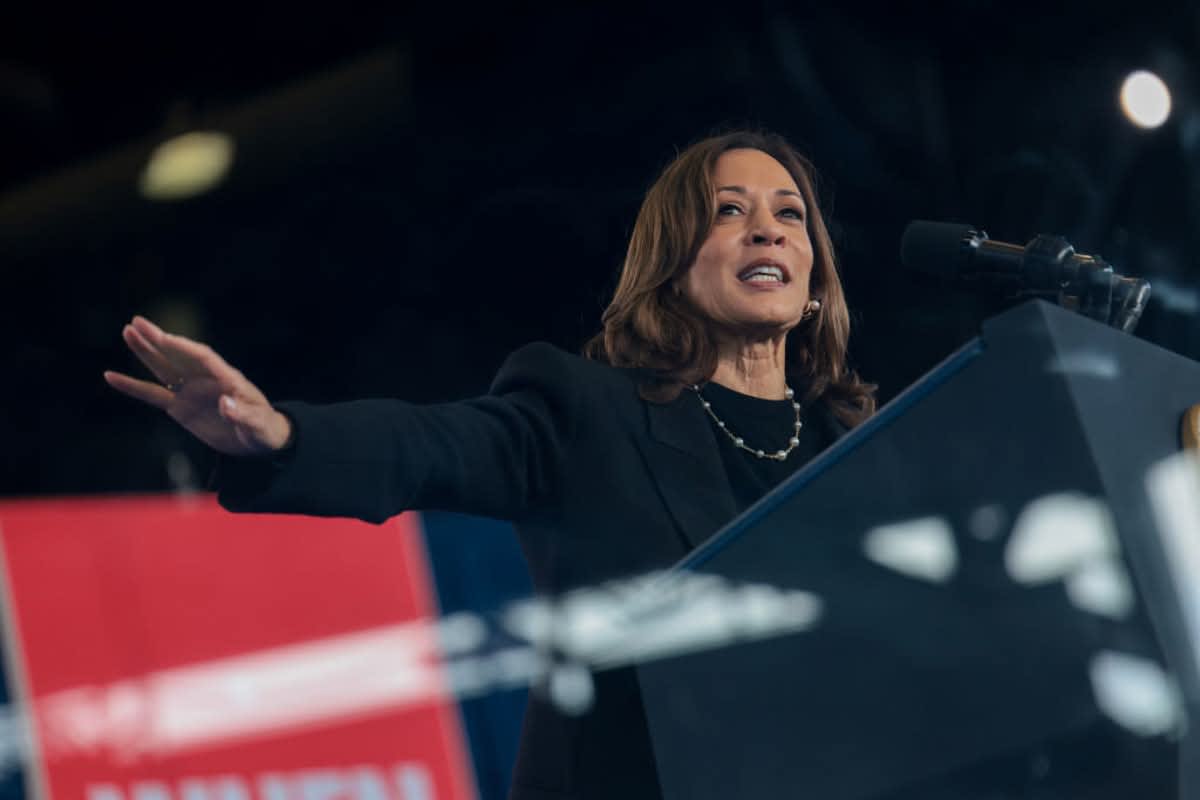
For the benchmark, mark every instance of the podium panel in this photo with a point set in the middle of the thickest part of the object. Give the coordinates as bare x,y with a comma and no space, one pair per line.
993,589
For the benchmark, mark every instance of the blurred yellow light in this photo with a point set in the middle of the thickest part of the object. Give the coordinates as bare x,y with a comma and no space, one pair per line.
187,166
1145,100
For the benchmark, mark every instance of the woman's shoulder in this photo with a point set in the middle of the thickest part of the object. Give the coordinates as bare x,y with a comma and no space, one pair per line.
545,364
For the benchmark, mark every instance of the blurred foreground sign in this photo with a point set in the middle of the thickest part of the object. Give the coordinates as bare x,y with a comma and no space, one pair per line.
166,649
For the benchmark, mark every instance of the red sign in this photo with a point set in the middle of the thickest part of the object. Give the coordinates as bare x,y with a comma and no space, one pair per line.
169,650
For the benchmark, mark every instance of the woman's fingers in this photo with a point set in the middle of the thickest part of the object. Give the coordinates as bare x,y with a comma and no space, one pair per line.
190,359
155,361
142,390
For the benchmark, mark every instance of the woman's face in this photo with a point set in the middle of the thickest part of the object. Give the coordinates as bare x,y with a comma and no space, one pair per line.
751,274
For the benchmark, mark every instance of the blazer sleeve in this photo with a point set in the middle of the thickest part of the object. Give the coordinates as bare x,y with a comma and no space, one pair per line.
499,455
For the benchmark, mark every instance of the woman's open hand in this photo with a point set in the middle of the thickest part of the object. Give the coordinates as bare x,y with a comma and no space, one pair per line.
202,392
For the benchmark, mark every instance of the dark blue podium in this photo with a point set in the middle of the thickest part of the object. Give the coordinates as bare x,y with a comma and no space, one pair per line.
995,593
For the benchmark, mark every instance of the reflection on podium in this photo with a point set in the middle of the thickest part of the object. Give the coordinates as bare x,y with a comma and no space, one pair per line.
1005,603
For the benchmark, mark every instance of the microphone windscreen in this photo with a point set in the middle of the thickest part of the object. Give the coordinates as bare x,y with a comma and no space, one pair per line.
935,247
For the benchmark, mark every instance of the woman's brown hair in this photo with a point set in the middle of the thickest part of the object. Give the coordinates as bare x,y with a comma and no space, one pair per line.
651,326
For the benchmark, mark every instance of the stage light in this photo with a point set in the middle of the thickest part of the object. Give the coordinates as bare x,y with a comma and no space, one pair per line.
187,166
1145,100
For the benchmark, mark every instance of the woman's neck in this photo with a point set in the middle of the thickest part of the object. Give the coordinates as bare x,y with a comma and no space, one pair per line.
755,368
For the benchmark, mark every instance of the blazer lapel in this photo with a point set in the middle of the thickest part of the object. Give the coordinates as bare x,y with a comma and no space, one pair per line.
687,467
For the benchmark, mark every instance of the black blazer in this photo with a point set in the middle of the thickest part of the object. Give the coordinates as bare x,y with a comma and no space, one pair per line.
599,483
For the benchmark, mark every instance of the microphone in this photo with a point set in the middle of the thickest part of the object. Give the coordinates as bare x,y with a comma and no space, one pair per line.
1048,266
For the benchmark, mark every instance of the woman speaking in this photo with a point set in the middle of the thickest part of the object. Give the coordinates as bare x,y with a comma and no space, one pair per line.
720,370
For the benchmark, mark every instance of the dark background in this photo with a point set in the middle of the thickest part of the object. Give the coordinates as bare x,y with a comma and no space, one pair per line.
417,193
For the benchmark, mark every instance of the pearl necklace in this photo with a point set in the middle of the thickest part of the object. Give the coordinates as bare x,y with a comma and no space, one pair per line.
779,455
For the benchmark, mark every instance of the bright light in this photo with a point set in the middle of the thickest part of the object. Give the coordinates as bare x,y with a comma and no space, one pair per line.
187,166
1145,100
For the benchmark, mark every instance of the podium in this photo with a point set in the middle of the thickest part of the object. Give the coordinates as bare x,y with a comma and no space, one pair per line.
999,605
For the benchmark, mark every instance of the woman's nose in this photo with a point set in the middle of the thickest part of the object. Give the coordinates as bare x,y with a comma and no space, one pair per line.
765,229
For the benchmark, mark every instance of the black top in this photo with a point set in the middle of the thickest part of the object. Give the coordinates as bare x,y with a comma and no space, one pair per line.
766,425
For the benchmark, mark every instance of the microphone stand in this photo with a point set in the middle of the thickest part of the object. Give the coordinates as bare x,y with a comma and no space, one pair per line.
1084,283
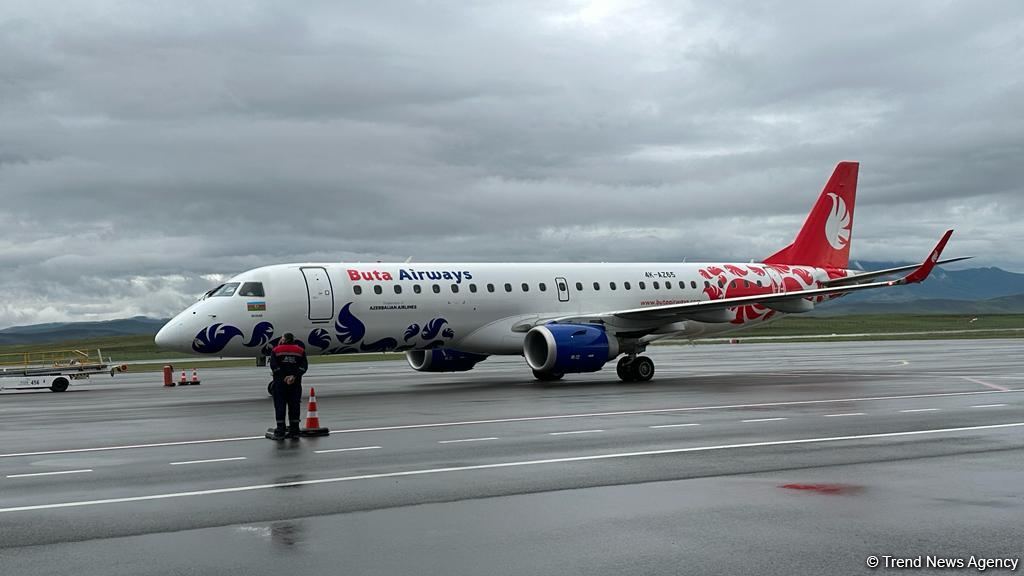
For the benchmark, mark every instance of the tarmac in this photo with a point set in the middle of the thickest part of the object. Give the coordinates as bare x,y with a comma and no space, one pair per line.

•••

- [Exercise goal]
Reproduce every entry exactly, but omit each picture.

- [Response to this task]
For the benchmark, mark every instance of the podium panel in this photo with a point set in the middle of the thickest part of the object. Give the coordinates as bare x,y with a comma and no space, one pair per line.
993,589
For the benchmark, mark every instance of the blurred yellow light in this photo with a point set in the middle of the thickest part of the object. Give the coordinates as bare x,y with a comma and no space, one pair per line.
187,166
1145,100
For the benchmark, mark every instance of the woman's shoulder in this photo with a point set in the middle of the thickest part of the object. Give the coordinates as bare x,y with a comma and no space, one pair per line.
545,364
For the benchmark, mark every instance of the blurred foreground sign in this photo with a point set in the middle of the thickest part of the object. Give the coordinates as bare x,y with a comma and no space, one pair per line.
166,649
For the benchmark, mark every instance of the red sign in this photo with a point set in the middle of the thickest part of the object. Give the coordinates as bare x,y with a comma and no space, one pair per line.
169,650
For the benchmark, mark every instance of the woman's fingers in this photo with a point set in the middle of the thickest part of the object. Give the coordinates as bare x,y with a comma and no space, one pair per line.
190,359
155,361
142,390
For the benchmark, mark every instance of the woman's face in this photo with a point set in the middle of the thickest part of the object. Give the coordinates as bare x,y with a comma and no space, one pair per line.
751,274
For the benchmark, mark every instance of the blazer sleeve in this photo with a point set in the middle of the thickest part of the object. Give the coordinates as bare x,y with a comma and no space, one pair per line.
499,455
For the benchmark, mark every instance of the woman's open hand in this photo with a point set in the middle of the thickest part of the object. Give the coordinates as bare x,y with a comma and no space, one pair per line.
202,392
For the benchmark, mark every instance of the dark blue podium in this photo with a point set in the middle of the thickest part of the object. Give the coordinates as bare x,y with a comma and no space, one pair per line.
995,593
For the benchmark, mark every instance of the reflection on podium in this photo with a point set in the middle of the thickest part of the object. Give the coordinates as bare x,y with a comma and no space, one pair per line.
1005,603
For the benchmark, mark every instance of the microphone windscreen in this photo with a point set in the middle of the thickest part of the object. Give the coordinates as bare x,y with a comma and no space, one pair per line.
935,247
For the benchmark, mark every instance of the woman's brown hair in this photo with a point set in the middle of the thickest part of the object. Give the coordinates as bare x,y with a comma and no space, one pair per line.
651,326
For the benchmark, mark every instance of the stage light in this photo with a point set in the middle of the thickest part of the object. Give the coordinates as bare x,y with a comma and no space, one pair per line.
187,166
1145,100
For the benchmark, mark every instance of the woman's neck in this photo with a point set in the middle of the thickest part of the object. Give the coordinates as bare x,y with a comma and no space, one pair per line.
755,368
For the benchmark, mark every instance of the blazer lapel in this photo with a point set in the middle of the thickest part of the object. Give the coordinates as bare x,y with a comma and no space, one pair per line.
687,467
For the benchmark, mark every instance of the black blazer in this photo with a point set in the middle of the thickest part of the object. Give the coordinates as bare x,y with a comma and no space, one pair per line.
599,483
For the benchmark, mark every instance of the microphone in this photo with a point set in the middle of the thickest part of the object. Give the coordinates as bare x,y with a comma and no space, one pair per line.
1048,266
For the benchmark, mark every instance of the woman speaking in this photo with a point set in the middle of the thickest part of the object. Give the coordinates as bare x,y with a comma and no space, one pair per line.
720,370
For the benchmark, mark every instance of the dark background in this photo with a point set in the middle of the thickest part of the object. Give the coordinates as bare x,y with a comma and no space, one pair per line.
417,193
For the benchmark, mark every instance of the pearl necklace in this photo with a point set in the middle of the thickest part of the object. Give the coordinates as bare x,y with a comma and no space, one pair per line.
779,455
For the benchmark, mark every instance of the bright light in this photo with a point set in the middle of the thickest part of the object. Give the coordinates as bare x,y with a comma and no space, one pair per line.
187,166
1145,100
For the benchmark, mark every instance of the podium in this photo with a point set in the middle of the thickest part of the object. Give the coordinates as bare x,y with a comma and no space, one pair per line.
999,605
For the benchmark, mark every instance of the woman's nose in this photo with a point set in the middle of the thickest part of the object. Give the coordinates as bare x,y with a comma and no space, one pair per line.
765,229
For the benchmark, mark every instance of the black top in this photo with a point set in the middle of the thickest part of the object. Give the coordinates as bare x,y with a comma and no space, one pair per line.
766,425
For the benchmark, mark every instance of the microphone stand in this photo with a point set in the middle of the thickest part of the object. Give the coordinates as bare x,y with a comma and no space, one pair per line.
1084,283
For the benchmark, mark every instance of the tarmac in this photo with a point set in the middle of the thickest part of the object. Give the coordinates as bare x,y with a comma and no space, one pair per line.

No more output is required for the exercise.